Task goal: Whenever the word "positive" turns up in a line of the data below, copy that line.

Items listed in a dataset:
══════════

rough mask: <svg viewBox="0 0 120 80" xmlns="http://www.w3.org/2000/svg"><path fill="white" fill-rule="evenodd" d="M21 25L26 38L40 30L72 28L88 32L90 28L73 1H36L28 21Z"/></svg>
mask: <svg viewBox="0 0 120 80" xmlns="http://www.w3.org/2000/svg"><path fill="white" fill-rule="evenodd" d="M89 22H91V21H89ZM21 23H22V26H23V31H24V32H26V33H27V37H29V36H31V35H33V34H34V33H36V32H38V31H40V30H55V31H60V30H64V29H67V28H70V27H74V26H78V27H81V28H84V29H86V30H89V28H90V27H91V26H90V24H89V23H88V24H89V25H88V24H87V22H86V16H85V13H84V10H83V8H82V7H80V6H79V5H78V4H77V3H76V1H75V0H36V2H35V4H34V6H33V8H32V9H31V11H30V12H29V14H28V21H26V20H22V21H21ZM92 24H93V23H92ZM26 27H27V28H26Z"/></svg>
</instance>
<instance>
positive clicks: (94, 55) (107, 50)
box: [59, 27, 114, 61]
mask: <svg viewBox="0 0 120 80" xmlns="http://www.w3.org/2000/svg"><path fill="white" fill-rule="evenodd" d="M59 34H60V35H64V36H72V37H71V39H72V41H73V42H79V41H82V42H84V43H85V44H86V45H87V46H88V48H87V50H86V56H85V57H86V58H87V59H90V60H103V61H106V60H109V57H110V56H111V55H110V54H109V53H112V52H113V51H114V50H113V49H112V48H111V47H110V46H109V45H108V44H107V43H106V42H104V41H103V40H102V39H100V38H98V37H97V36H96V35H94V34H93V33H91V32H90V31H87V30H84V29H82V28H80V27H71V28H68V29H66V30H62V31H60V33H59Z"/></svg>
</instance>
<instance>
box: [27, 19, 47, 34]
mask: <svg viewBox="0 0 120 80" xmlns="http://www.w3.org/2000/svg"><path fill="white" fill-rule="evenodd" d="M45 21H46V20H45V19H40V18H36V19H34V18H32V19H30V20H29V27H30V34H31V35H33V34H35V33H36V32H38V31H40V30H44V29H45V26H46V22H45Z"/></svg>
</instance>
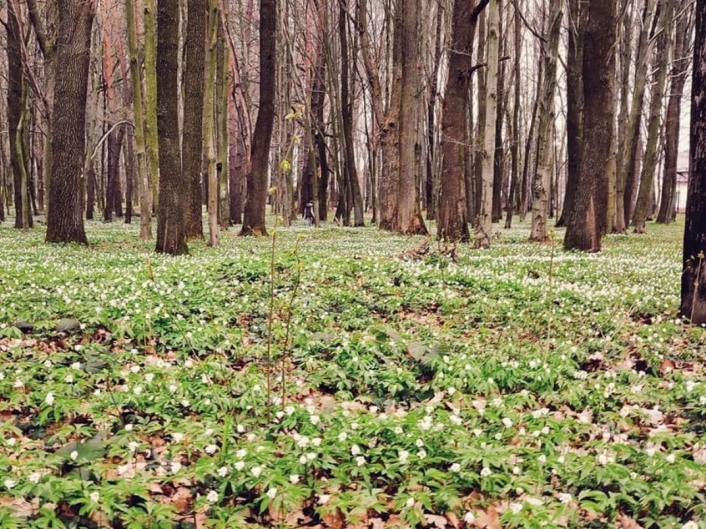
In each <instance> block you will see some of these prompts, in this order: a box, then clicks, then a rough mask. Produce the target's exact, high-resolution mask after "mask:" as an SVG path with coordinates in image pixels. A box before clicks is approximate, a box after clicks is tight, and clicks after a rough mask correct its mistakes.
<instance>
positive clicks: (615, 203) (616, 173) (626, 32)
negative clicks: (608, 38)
mask: <svg viewBox="0 0 706 529" xmlns="http://www.w3.org/2000/svg"><path fill="white" fill-rule="evenodd" d="M627 1H628V0H624V2H627ZM632 9H633V7H632V3H631V4H630V5H629V6H628V9H625V14H624V16H623V20H622V22H621V25H622V29H621V32H620V34H621V35H620V38H621V42H620V115H619V117H618V130H619V131H624V130H626V128H627V124H628V120H629V110H630V101H629V99H630V73H631V72H630V64H631V58H632V57H631V50H632V40H633V39H632V36H633V27H632V22H633V13H632ZM616 141H617V138H616ZM617 146H618V149H617V153H616V158H615V212H614V217H613V223H612V227H611V230H612V231H613V232H614V233H624V232H625V198H624V195H625V176H624V174H622V163H623V160H625V156H626V152H627V151H626V148H625V142H624V141H617Z"/></svg>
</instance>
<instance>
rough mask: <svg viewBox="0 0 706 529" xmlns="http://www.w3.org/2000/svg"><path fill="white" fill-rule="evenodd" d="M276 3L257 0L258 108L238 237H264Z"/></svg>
mask: <svg viewBox="0 0 706 529" xmlns="http://www.w3.org/2000/svg"><path fill="white" fill-rule="evenodd" d="M276 29H277V0H260V108H259V111H258V114H257V121H256V122H255V133H254V135H253V144H252V150H251V160H252V162H251V168H250V172H249V173H248V176H247V197H246V199H245V215H244V218H243V228H242V230H241V231H240V235H267V229H266V227H265V206H266V203H267V172H268V171H267V169H268V166H269V155H270V144H271V141H272V128H273V125H274V115H275V105H274V100H275V85H276V81H275V75H276V71H277V68H276V60H275V54H276V49H277V33H276Z"/></svg>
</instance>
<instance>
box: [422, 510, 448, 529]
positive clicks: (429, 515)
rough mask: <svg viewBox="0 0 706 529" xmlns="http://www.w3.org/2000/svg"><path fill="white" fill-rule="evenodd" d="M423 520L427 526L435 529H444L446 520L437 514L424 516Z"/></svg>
mask: <svg viewBox="0 0 706 529" xmlns="http://www.w3.org/2000/svg"><path fill="white" fill-rule="evenodd" d="M424 518H425V519H426V521H427V525H431V526H433V527H436V528H437V529H446V522H447V520H446V518H444V517H443V516H439V515H438V514H425V515H424Z"/></svg>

══════════

Exercise result:
positive clicks: (94, 55) (107, 50)
positive clicks: (615, 203) (616, 173) (626, 32)
positive clicks: (429, 515)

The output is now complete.